TASK REQUIREMENTS: Write out the material below again, starting at its first line and ending with the line that contains "left=27, top=53, right=46, bottom=62", with the requests unchanged. Shift each box coordinate in the answers by adding 44 to it.

RECORDS FOR THIS EXERCISE:

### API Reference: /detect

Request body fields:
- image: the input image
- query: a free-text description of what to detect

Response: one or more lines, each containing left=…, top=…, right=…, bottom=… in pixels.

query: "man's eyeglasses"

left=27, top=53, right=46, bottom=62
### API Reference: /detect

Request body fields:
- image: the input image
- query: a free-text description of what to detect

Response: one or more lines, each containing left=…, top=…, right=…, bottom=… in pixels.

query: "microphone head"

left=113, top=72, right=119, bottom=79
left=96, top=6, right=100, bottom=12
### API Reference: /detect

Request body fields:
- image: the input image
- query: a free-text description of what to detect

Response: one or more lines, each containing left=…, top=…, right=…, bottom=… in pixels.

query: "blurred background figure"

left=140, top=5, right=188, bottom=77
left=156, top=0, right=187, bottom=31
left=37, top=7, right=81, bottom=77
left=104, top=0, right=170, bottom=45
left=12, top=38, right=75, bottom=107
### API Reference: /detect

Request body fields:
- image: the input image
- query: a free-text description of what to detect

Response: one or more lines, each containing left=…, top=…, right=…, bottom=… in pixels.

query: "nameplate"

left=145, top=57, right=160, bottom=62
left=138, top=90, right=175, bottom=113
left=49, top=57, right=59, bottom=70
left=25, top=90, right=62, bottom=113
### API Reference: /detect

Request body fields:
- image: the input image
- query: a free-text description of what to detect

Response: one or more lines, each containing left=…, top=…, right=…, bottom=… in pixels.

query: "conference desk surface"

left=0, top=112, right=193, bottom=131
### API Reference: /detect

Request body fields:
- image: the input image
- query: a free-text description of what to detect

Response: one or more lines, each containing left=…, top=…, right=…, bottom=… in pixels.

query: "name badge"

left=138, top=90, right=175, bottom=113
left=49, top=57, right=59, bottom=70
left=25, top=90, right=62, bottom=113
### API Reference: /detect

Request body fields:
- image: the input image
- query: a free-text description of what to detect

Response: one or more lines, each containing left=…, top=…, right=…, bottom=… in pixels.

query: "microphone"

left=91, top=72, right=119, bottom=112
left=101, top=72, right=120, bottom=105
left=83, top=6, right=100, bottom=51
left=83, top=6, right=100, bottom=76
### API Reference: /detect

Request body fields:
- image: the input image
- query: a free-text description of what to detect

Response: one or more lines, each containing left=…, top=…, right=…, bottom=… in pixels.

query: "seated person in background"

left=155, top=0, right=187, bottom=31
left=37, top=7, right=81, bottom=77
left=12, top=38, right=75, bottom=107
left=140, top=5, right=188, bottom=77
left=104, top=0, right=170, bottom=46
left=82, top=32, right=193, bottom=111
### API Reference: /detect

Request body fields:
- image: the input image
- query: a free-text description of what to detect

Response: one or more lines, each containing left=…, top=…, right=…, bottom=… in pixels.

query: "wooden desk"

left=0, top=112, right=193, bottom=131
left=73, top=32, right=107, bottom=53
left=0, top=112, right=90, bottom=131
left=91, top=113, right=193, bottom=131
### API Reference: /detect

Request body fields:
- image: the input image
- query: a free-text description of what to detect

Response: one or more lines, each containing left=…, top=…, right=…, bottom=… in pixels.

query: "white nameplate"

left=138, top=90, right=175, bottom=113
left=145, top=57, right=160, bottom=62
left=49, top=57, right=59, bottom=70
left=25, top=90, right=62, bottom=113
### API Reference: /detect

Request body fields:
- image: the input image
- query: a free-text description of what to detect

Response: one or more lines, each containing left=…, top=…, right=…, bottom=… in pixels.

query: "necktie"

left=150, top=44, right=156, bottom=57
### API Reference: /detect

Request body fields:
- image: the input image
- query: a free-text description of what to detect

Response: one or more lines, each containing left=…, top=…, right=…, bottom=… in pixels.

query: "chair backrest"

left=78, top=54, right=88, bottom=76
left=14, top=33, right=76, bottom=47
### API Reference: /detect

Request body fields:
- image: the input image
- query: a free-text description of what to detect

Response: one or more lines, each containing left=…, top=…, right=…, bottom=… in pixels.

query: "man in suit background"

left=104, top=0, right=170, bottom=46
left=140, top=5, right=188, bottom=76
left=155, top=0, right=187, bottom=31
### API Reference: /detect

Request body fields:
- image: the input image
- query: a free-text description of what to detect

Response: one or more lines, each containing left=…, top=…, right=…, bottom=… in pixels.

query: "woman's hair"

RESULT:
### API Reference: /detect

Request body fields:
- image: the input image
- query: a free-text description of what to detect

Response: one or more lines, each containing left=…, top=…, right=…, bottom=… in pixels.

query: "man's eyeglasses"

left=71, top=97, right=90, bottom=106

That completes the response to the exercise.